§ **What to do**:
Edit the items below so that "Return the mask" becomes "Output the mask" wherever it appears, and leave every other part of them unchanged.

§ **The input**:
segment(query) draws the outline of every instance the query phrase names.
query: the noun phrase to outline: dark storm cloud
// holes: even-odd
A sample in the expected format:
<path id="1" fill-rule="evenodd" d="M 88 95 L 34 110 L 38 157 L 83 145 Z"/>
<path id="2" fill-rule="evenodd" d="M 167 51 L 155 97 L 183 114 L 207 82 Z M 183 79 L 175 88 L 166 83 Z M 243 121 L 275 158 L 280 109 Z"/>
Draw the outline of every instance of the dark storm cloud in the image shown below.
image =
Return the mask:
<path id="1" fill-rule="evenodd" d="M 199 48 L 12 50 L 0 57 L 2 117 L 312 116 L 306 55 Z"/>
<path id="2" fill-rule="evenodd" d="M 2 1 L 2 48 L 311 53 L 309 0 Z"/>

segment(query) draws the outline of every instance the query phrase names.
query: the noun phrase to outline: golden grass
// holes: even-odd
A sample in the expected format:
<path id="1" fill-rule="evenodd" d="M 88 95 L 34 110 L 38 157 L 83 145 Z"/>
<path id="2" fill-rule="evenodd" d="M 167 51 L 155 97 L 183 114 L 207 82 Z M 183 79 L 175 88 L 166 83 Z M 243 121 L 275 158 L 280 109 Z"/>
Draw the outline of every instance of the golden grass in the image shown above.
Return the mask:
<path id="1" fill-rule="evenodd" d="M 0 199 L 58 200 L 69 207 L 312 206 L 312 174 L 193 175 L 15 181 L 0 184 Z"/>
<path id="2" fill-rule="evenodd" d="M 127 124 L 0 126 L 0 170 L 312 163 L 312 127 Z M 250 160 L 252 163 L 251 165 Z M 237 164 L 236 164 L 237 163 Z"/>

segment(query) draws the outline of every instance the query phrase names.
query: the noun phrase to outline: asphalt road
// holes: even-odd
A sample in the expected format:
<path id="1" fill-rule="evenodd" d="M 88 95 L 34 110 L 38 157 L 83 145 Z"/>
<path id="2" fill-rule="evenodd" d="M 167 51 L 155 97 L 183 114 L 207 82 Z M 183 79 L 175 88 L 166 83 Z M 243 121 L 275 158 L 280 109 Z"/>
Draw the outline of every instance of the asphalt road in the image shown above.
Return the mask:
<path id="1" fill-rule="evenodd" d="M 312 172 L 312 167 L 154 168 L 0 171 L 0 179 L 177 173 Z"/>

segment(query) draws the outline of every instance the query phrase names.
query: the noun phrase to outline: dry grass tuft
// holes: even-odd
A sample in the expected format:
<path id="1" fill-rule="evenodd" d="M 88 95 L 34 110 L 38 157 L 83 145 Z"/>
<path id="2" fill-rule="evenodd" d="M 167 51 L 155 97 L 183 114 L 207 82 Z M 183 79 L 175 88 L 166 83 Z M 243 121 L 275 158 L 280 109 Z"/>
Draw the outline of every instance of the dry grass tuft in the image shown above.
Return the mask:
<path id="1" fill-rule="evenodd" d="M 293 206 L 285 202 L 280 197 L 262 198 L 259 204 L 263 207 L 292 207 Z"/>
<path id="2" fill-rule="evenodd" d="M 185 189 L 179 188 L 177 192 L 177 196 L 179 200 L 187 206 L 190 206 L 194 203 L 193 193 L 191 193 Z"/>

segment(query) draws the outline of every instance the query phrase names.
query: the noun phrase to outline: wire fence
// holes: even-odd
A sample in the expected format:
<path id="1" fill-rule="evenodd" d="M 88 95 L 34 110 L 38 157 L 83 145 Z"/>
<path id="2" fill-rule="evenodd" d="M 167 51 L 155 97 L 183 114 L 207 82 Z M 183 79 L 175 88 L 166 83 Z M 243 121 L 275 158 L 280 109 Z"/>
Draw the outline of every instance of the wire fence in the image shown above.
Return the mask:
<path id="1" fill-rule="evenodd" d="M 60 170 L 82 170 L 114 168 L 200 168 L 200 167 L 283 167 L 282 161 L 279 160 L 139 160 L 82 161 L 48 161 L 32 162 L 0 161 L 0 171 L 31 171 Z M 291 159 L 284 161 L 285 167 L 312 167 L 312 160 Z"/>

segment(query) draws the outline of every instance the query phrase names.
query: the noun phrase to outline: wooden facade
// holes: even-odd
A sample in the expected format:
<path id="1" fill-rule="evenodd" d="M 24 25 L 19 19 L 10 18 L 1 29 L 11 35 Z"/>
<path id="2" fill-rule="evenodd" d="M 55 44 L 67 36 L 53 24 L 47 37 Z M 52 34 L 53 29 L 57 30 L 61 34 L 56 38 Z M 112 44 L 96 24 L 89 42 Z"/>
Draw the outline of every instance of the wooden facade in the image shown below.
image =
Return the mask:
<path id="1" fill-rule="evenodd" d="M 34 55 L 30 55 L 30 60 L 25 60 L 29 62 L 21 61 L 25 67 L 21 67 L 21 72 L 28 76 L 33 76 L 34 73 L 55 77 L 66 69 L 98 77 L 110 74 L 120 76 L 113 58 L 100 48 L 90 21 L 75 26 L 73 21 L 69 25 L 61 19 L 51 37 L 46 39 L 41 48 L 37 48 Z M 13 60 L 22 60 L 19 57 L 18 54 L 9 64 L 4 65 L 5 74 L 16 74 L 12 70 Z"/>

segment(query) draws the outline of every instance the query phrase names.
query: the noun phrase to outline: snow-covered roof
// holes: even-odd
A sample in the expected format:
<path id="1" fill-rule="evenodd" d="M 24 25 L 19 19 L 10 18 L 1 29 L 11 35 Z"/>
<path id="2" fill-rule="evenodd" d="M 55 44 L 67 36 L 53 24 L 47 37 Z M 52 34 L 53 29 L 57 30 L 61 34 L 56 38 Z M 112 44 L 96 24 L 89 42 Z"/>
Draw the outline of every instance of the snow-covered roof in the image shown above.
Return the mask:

§ **Output below**:
segment(query) draws the outline of every instance the query phrase names.
query: the noun phrase to outline: dark storm cloud
// holes: even-odd
A sample in the expected format:
<path id="1" fill-rule="evenodd" d="M 88 95 L 34 110 L 38 157 L 83 145 Z"/>
<path id="2" fill-rule="evenodd" d="M 167 51 L 155 97 L 183 114 L 207 82 Z M 183 79 L 175 88 L 166 83 Z M 243 121 L 275 158 L 280 109 Z"/>
Draw the outline of every instance of the dark storm cloud in the image shown below.
image =
Output the mask:
<path id="1" fill-rule="evenodd" d="M 199 48 L 12 50 L 0 57 L 2 117 L 312 116 L 306 55 Z"/>
<path id="2" fill-rule="evenodd" d="M 2 1 L 2 48 L 311 53 L 309 0 Z"/>

segment(query) draws the outline of every instance the query phrase names.
query: the noun phrase to outline: golden grass
// holes: even-odd
A sample in the expected format:
<path id="1" fill-rule="evenodd" d="M 88 95 L 34 110 L 38 157 L 83 145 Z"/>
<path id="2" fill-rule="evenodd" d="M 167 51 L 155 97 L 183 114 L 207 82 Z M 183 79 L 175 88 L 166 83 Z M 243 121 L 275 158 L 280 109 Z"/>
Draw the outline of every instance of the golden grass in the image shown above.
Output the mask:
<path id="1" fill-rule="evenodd" d="M 0 199 L 58 200 L 69 207 L 312 206 L 312 174 L 193 175 L 15 181 L 0 184 Z"/>
<path id="2" fill-rule="evenodd" d="M 127 124 L 0 126 L 0 170 L 312 163 L 312 127 Z M 250 160 L 252 163 L 251 165 Z M 237 164 L 236 164 L 237 163 Z"/>

segment(query) draws the outline of every instance the query phrase names.
query: the noun phrase to outline: asphalt road
// holes: even-odd
A sample in the expected format:
<path id="1" fill-rule="evenodd" d="M 88 95 L 34 110 L 38 157 L 83 145 Z"/>
<path id="2" fill-rule="evenodd" d="M 167 51 L 155 97 L 183 114 L 207 82 Z M 183 79 L 175 88 L 166 83 Z M 243 121 L 275 158 L 280 109 Z"/>
Draw the outline of every instance of the asphalt road in the image shown above.
Output the mask:
<path id="1" fill-rule="evenodd" d="M 312 172 L 312 167 L 154 168 L 0 171 L 0 179 L 177 173 Z"/>

segment(query) draws the outline of every instance the query phrase names.
query: the noun phrase to outline: dry grass tuft
// holes: even-odd
A sample in the expected format:
<path id="1" fill-rule="evenodd" d="M 88 95 L 34 110 L 38 157 L 83 145 Z"/>
<path id="2" fill-rule="evenodd" d="M 167 51 L 155 97 L 183 114 L 207 82 Z M 183 79 L 175 88 L 166 83 Z M 243 121 L 275 158 L 280 109 Z"/>
Draw the outline of every instance of the dry grass tuft in the image shown above.
Output the mask:
<path id="1" fill-rule="evenodd" d="M 293 206 L 285 202 L 280 197 L 262 198 L 259 204 L 263 207 L 292 207 Z"/>
<path id="2" fill-rule="evenodd" d="M 185 189 L 179 188 L 177 192 L 177 196 L 179 200 L 187 206 L 190 206 L 194 203 L 193 193 L 191 193 Z"/>

segment(query) draws the outline of every instance the query phrase names.
query: the noun phrase to outline: wire fence
// holes: even-odd
A sample in the expected format:
<path id="1" fill-rule="evenodd" d="M 88 95 L 34 110 L 38 157 L 83 145 Z"/>
<path id="2" fill-rule="evenodd" d="M 167 51 L 155 97 L 183 114 L 207 82 Z M 183 79 L 175 88 L 166 83 Z M 243 121 L 275 158 L 280 109 Z"/>
Draw the outline of every instance of the wire fence in the image shown above.
Output the mask:
<path id="1" fill-rule="evenodd" d="M 60 170 L 82 170 L 114 168 L 200 168 L 200 167 L 283 167 L 282 161 L 279 160 L 139 160 L 82 161 L 48 161 L 32 162 L 0 161 L 0 171 L 31 171 Z M 291 159 L 284 161 L 285 167 L 312 167 L 312 160 Z"/>

segment(query) draws the outline of every instance the query phrase names.
query: the noun phrase to outline: wooden facade
// holes: even-odd
A sample in the expected format:
<path id="1" fill-rule="evenodd" d="M 24 25 L 19 19 L 10 18 L 1 29 L 11 35 Z"/>
<path id="2" fill-rule="evenodd" d="M 55 44 L 67 36 L 53 24 L 47 37 Z M 52 34 L 53 29 L 57 30 L 61 34 L 56 38 Z M 112 44 L 96 24 L 89 42 Z"/>
Draw the outline of every instance of the wooden facade in the image shown below.
image =
Output the mask:
<path id="1" fill-rule="evenodd" d="M 34 55 L 30 55 L 30 60 L 25 60 L 29 62 L 21 61 L 25 67 L 21 67 L 21 72 L 28 76 L 33 76 L 34 73 L 55 77 L 66 69 L 98 77 L 110 74 L 120 76 L 113 58 L 100 48 L 90 21 L 75 26 L 73 21 L 69 25 L 61 19 L 51 37 L 46 39 L 41 48 L 37 48 Z M 13 60 L 22 60 L 19 57 L 18 54 L 9 64 L 4 65 L 5 74 L 16 74 L 12 70 Z"/>

segment(query) draws the outline of every instance the query phrase names.
query: the noun phrase to outline: snow-covered roof
// holes: even-odd
A sample in the expected format:
<path id="1" fill-rule="evenodd" d="M 24 25 L 19 19 L 10 18 L 1 29 L 11 35 Z"/>
<path id="2" fill-rule="evenodd" d="M 55 44 L 67 36 L 53 24 L 47 37 Z M 52 34 L 53 29 L 57 30 L 61 34 L 56 38 Z M 112 44 L 96 24 L 89 42 Z"/>
Draw the outline of every instance of the snow-covered roof in the image shown above.
Output the mask:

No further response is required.